STATED EXERCISE:
Return each line of the data below that contains the string "dark". Case counts.

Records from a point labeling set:
◇ ◇ ◇

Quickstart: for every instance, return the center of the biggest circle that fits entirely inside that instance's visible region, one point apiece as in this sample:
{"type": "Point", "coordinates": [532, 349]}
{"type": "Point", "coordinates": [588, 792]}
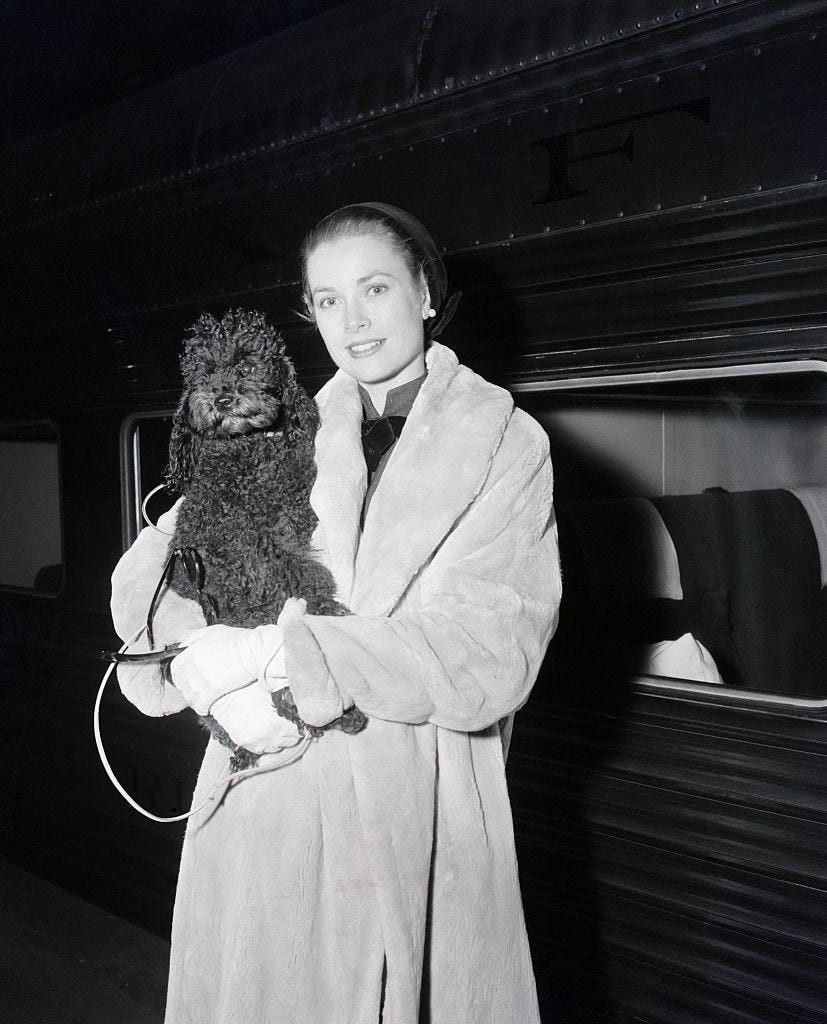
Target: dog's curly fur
{"type": "Point", "coordinates": [242, 455]}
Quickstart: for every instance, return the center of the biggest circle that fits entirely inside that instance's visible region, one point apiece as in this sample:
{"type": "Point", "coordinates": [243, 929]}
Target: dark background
{"type": "Point", "coordinates": [62, 58]}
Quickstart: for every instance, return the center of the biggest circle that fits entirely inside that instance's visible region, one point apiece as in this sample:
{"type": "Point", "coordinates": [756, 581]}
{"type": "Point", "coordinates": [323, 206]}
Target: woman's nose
{"type": "Point", "coordinates": [356, 321]}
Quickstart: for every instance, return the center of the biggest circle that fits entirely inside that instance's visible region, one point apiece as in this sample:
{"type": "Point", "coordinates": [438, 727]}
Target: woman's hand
{"type": "Point", "coordinates": [252, 722]}
{"type": "Point", "coordinates": [220, 659]}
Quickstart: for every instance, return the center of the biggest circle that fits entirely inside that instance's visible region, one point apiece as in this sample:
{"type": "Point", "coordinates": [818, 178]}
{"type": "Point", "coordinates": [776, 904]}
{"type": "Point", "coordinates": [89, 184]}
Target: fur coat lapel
{"type": "Point", "coordinates": [435, 471]}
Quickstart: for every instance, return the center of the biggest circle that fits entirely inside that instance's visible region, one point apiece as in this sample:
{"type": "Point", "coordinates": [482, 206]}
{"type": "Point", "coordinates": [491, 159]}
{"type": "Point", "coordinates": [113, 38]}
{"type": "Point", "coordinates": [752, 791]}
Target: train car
{"type": "Point", "coordinates": [633, 199]}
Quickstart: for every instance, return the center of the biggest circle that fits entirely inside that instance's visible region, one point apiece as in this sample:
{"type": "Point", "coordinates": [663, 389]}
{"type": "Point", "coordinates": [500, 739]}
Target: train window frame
{"type": "Point", "coordinates": [132, 496]}
{"type": "Point", "coordinates": [700, 692]}
{"type": "Point", "coordinates": [32, 429]}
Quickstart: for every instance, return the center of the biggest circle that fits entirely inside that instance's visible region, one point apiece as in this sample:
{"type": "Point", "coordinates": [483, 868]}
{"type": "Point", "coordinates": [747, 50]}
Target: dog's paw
{"type": "Point", "coordinates": [353, 720]}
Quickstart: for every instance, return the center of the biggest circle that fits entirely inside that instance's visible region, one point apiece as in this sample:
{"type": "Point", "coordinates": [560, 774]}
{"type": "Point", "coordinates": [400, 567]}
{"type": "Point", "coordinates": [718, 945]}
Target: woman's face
{"type": "Point", "coordinates": [370, 311]}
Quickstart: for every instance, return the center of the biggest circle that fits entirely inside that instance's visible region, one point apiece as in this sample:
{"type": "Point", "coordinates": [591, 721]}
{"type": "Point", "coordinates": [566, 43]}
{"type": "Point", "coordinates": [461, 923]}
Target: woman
{"type": "Point", "coordinates": [375, 878]}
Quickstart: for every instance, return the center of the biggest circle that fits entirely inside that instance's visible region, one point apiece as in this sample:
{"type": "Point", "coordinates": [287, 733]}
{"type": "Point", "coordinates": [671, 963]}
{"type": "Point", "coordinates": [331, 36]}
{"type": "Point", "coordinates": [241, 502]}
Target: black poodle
{"type": "Point", "coordinates": [242, 456]}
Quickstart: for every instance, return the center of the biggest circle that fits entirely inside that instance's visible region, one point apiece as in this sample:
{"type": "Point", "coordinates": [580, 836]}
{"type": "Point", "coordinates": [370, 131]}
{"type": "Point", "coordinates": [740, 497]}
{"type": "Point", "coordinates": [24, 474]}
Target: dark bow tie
{"type": "Point", "coordinates": [378, 435]}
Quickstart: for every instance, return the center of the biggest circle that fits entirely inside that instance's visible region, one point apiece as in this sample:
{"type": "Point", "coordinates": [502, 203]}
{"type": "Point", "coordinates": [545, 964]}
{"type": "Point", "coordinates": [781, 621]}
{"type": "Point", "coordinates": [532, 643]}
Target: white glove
{"type": "Point", "coordinates": [220, 659]}
{"type": "Point", "coordinates": [251, 720]}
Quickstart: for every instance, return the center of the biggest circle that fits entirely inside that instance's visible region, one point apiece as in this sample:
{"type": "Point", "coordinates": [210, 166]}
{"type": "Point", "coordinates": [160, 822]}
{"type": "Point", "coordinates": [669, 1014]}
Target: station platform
{"type": "Point", "coordinates": [63, 961]}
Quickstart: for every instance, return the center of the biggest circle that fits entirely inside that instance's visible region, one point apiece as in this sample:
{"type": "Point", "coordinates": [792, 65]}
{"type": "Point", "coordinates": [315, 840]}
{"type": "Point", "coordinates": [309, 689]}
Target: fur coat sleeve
{"type": "Point", "coordinates": [133, 584]}
{"type": "Point", "coordinates": [462, 643]}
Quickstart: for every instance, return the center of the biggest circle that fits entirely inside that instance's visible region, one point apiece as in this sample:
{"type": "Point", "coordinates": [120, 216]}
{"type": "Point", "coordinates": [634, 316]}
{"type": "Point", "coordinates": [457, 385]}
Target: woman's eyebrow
{"type": "Point", "coordinates": [374, 273]}
{"type": "Point", "coordinates": [359, 281]}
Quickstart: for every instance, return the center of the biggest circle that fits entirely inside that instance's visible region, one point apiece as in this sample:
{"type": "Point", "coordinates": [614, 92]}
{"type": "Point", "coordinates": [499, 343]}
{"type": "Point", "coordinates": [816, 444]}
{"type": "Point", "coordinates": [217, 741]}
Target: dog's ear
{"type": "Point", "coordinates": [299, 413]}
{"type": "Point", "coordinates": [184, 450]}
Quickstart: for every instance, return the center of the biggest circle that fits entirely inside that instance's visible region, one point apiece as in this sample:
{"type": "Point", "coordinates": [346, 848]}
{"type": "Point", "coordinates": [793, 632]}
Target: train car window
{"type": "Point", "coordinates": [31, 517]}
{"type": "Point", "coordinates": [692, 512]}
{"type": "Point", "coordinates": [144, 453]}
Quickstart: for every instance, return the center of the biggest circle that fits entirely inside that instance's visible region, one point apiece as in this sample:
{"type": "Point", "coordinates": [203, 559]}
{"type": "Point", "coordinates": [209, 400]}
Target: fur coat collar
{"type": "Point", "coordinates": [455, 412]}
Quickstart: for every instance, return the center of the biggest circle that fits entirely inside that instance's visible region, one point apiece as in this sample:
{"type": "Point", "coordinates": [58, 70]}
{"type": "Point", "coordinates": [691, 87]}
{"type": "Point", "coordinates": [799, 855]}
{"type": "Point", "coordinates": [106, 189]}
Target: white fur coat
{"type": "Point", "coordinates": [383, 860]}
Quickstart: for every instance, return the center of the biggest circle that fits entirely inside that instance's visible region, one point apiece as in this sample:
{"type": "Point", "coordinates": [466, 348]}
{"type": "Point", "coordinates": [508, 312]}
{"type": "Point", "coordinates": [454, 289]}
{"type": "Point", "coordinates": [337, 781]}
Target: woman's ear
{"type": "Point", "coordinates": [426, 296]}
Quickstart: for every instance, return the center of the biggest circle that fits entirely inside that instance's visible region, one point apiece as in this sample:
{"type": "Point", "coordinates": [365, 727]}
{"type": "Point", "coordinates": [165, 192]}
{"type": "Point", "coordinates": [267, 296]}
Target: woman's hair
{"type": "Point", "coordinates": [406, 236]}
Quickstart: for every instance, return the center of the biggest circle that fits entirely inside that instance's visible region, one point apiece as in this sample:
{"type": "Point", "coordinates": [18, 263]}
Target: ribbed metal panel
{"type": "Point", "coordinates": [677, 854]}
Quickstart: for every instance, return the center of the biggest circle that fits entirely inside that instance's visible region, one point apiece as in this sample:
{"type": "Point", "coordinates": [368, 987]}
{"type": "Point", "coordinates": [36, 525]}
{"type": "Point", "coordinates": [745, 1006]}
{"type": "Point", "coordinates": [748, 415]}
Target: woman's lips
{"type": "Point", "coordinates": [362, 348]}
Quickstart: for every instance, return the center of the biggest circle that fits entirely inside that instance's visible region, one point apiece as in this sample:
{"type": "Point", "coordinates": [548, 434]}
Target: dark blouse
{"type": "Point", "coordinates": [398, 401]}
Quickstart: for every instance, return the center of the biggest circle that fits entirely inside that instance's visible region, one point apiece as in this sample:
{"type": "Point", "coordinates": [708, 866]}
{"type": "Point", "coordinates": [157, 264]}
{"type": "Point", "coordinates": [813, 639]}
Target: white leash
{"type": "Point", "coordinates": [292, 754]}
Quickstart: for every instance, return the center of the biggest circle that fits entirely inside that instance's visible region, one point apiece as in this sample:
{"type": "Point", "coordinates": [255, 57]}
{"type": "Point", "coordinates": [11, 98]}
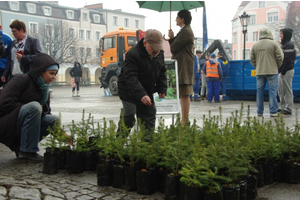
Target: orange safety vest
{"type": "Point", "coordinates": [212, 70]}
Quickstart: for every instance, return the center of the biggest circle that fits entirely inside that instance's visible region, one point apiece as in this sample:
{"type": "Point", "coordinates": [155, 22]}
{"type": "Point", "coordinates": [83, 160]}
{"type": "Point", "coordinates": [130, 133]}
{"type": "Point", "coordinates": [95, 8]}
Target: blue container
{"type": "Point", "coordinates": [241, 81]}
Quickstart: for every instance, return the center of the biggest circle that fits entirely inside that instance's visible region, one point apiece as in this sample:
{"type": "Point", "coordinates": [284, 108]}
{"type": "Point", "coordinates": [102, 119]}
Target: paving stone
{"type": "Point", "coordinates": [47, 191]}
{"type": "Point", "coordinates": [52, 198]}
{"type": "Point", "coordinates": [2, 191]}
{"type": "Point", "coordinates": [24, 193]}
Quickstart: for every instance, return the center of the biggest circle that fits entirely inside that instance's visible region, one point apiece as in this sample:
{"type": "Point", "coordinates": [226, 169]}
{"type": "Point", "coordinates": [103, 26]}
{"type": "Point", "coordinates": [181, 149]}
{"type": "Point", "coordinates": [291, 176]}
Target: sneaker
{"type": "Point", "coordinates": [274, 115]}
{"type": "Point", "coordinates": [285, 112]}
{"type": "Point", "coordinates": [28, 156]}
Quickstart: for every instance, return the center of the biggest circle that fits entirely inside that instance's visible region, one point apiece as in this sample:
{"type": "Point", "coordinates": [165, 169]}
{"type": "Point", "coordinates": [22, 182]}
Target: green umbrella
{"type": "Point", "coordinates": [162, 6]}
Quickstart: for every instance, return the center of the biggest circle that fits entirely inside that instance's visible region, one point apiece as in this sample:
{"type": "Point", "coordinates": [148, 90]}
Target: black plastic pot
{"type": "Point", "coordinates": [118, 177]}
{"type": "Point", "coordinates": [214, 196]}
{"type": "Point", "coordinates": [50, 165]}
{"type": "Point", "coordinates": [172, 190]}
{"type": "Point", "coordinates": [251, 187]}
{"type": "Point", "coordinates": [146, 181]}
{"type": "Point", "coordinates": [231, 192]}
{"type": "Point", "coordinates": [104, 175]}
{"type": "Point", "coordinates": [130, 178]}
{"type": "Point", "coordinates": [74, 162]}
{"type": "Point", "coordinates": [268, 173]}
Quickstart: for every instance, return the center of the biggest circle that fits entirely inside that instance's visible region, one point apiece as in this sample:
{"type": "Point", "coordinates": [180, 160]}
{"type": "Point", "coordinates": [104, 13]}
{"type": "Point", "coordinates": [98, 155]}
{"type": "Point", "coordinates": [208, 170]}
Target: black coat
{"type": "Point", "coordinates": [288, 51]}
{"type": "Point", "coordinates": [19, 91]}
{"type": "Point", "coordinates": [141, 75]}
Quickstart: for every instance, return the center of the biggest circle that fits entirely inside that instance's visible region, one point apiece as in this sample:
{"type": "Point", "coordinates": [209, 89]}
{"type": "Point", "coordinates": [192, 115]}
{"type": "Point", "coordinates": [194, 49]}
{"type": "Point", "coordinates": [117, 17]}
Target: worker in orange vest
{"type": "Point", "coordinates": [213, 71]}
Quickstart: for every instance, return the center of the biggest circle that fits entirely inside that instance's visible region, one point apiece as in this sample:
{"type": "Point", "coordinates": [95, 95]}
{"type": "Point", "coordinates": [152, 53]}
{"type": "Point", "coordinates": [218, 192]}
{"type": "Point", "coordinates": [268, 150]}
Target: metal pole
{"type": "Point", "coordinates": [244, 31]}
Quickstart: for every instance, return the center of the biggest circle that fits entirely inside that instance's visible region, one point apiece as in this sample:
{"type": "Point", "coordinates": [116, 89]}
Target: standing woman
{"type": "Point", "coordinates": [25, 112]}
{"type": "Point", "coordinates": [182, 50]}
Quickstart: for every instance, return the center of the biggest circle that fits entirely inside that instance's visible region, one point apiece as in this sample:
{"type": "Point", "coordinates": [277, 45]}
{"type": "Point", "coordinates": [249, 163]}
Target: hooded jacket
{"type": "Point", "coordinates": [19, 91]}
{"type": "Point", "coordinates": [213, 61]}
{"type": "Point", "coordinates": [76, 71]}
{"type": "Point", "coordinates": [266, 55]}
{"type": "Point", "coordinates": [141, 75]}
{"type": "Point", "coordinates": [288, 51]}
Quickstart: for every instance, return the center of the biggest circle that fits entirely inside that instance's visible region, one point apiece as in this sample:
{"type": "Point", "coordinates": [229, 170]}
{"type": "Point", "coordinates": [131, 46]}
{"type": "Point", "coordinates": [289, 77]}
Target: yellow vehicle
{"type": "Point", "coordinates": [113, 47]}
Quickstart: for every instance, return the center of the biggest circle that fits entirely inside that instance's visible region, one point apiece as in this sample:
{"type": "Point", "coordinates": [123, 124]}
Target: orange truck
{"type": "Point", "coordinates": [113, 48]}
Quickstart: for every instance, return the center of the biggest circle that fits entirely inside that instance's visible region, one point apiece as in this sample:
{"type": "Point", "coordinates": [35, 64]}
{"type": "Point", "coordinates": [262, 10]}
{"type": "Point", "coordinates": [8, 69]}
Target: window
{"type": "Point", "coordinates": [98, 53]}
{"type": "Point", "coordinates": [14, 5]}
{"type": "Point", "coordinates": [126, 22]}
{"type": "Point", "coordinates": [262, 4]}
{"type": "Point", "coordinates": [247, 55]}
{"type": "Point", "coordinates": [81, 51]}
{"type": "Point", "coordinates": [234, 38]}
{"type": "Point", "coordinates": [88, 35]}
{"type": "Point", "coordinates": [97, 35]}
{"type": "Point", "coordinates": [70, 14]}
{"type": "Point", "coordinates": [273, 17]}
{"type": "Point", "coordinates": [109, 43]}
{"type": "Point", "coordinates": [33, 28]}
{"type": "Point", "coordinates": [234, 54]}
{"type": "Point", "coordinates": [84, 16]}
{"type": "Point", "coordinates": [115, 21]}
{"type": "Point", "coordinates": [71, 32]}
{"type": "Point", "coordinates": [131, 41]}
{"type": "Point", "coordinates": [137, 24]}
{"type": "Point", "coordinates": [31, 7]}
{"type": "Point", "coordinates": [47, 11]}
{"type": "Point", "coordinates": [81, 34]}
{"type": "Point", "coordinates": [88, 52]}
{"type": "Point", "coordinates": [49, 30]}
{"type": "Point", "coordinates": [96, 18]}
{"type": "Point", "coordinates": [255, 36]}
{"type": "Point", "coordinates": [252, 19]}
{"type": "Point", "coordinates": [72, 51]}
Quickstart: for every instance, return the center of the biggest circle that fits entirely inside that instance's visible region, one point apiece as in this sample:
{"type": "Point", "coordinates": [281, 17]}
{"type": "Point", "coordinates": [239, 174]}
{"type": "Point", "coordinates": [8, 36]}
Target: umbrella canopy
{"type": "Point", "coordinates": [162, 6]}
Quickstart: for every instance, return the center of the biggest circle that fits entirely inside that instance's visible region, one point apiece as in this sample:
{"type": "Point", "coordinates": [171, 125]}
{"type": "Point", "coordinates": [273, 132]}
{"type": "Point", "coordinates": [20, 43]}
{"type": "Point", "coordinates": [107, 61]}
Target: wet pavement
{"type": "Point", "coordinates": [23, 180]}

◇ ◇ ◇

ANSWER TO THIS EXERCISE:
Target: dark background
Target: dark bow tie
Target: dark blouse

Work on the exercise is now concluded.